╭─ INPUT
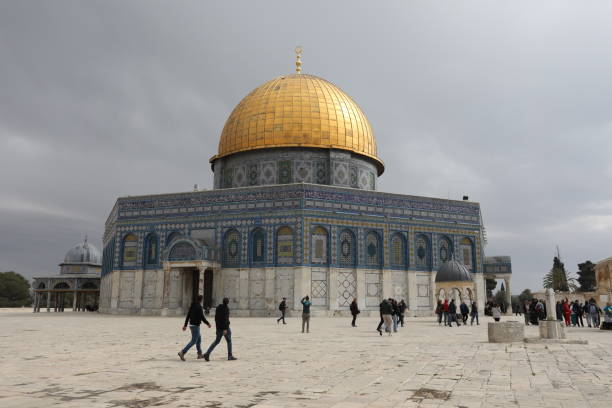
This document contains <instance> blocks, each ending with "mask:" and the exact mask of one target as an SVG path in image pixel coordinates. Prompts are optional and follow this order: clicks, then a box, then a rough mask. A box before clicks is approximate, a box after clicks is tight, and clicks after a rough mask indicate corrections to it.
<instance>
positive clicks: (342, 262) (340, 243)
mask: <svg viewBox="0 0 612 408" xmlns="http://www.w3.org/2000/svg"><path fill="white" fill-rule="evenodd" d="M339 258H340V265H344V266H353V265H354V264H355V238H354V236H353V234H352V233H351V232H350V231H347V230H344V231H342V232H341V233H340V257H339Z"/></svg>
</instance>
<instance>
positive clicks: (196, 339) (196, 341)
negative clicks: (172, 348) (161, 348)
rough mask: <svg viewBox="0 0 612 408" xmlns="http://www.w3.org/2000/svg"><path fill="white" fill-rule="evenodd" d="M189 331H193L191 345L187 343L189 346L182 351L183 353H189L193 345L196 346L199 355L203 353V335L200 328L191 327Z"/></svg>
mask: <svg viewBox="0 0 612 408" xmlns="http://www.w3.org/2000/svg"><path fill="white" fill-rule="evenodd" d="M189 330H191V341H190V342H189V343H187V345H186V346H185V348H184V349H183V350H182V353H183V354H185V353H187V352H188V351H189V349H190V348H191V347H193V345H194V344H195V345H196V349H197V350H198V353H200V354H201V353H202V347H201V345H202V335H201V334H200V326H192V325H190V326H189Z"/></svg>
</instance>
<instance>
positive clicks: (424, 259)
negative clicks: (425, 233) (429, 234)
╰─
INSTRUCTIONS FOR THE TASK — Repeat the records word for word, skipping pictures.

ANSWER TO THE PROBLEM —
This document contains <instance> blocks, each ending with "mask:" and the exact mask of one target as an SVG path in image pixel coordinates. Prompts are optional and follow this order: clicks, then a box, then a rough mask. A box before clicks is approximate, a box after clicks is tight, and clicks after a rough mask indicate corrections to it.
<instance>
positive clicks: (342, 262) (340, 243)
mask: <svg viewBox="0 0 612 408" xmlns="http://www.w3.org/2000/svg"><path fill="white" fill-rule="evenodd" d="M339 258H340V265H344V266H353V265H354V264H355V238H354V236H353V234H352V233H351V232H350V231H347V230H344V231H342V232H341V233H340V257H339Z"/></svg>
</instance>
<instance>
positive clicks: (196, 339) (196, 341)
negative clicks: (172, 348) (161, 348)
rough mask: <svg viewBox="0 0 612 408" xmlns="http://www.w3.org/2000/svg"><path fill="white" fill-rule="evenodd" d="M189 331H193L191 345L187 343L189 346L182 351L183 353H189L193 345L196 346L199 355L203 353V335L200 328L191 327Z"/></svg>
mask: <svg viewBox="0 0 612 408" xmlns="http://www.w3.org/2000/svg"><path fill="white" fill-rule="evenodd" d="M189 330H191V341H190V342H189V343H187V345H186V346H185V348H184V349H183V350H182V353H183V354H185V353H187V352H188V351H189V349H190V348H191V347H193V345H194V344H195V345H196V349H197V350H198V353H200V354H201V353H202V347H201V345H202V335H201V334H200V326H192V325H190V326H189Z"/></svg>
</instance>
<instance>
positive clicks: (424, 259)
negative clicks: (425, 233) (429, 234)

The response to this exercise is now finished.